RECORDS |

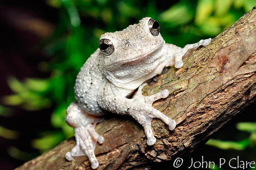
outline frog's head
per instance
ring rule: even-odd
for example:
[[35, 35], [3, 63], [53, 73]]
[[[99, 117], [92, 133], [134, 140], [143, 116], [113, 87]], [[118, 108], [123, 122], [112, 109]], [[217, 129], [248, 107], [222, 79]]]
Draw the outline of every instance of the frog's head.
[[122, 31], [102, 35], [99, 47], [104, 66], [113, 68], [157, 52], [164, 43], [160, 31], [158, 23], [146, 17]]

WRITTEN REQUEST |
Copy everything from the start of the entries down to the line containing "107], [222, 79]]]", including that line. Leave the pictures out.

ANSWER TO THE TASK |
outline frog's head
per instance
ring rule: even-odd
for example:
[[35, 35], [3, 63], [53, 73]]
[[[99, 117], [92, 133], [134, 140], [143, 116], [113, 87]], [[118, 108], [123, 122], [112, 109]], [[217, 129], [248, 107], [222, 79]]]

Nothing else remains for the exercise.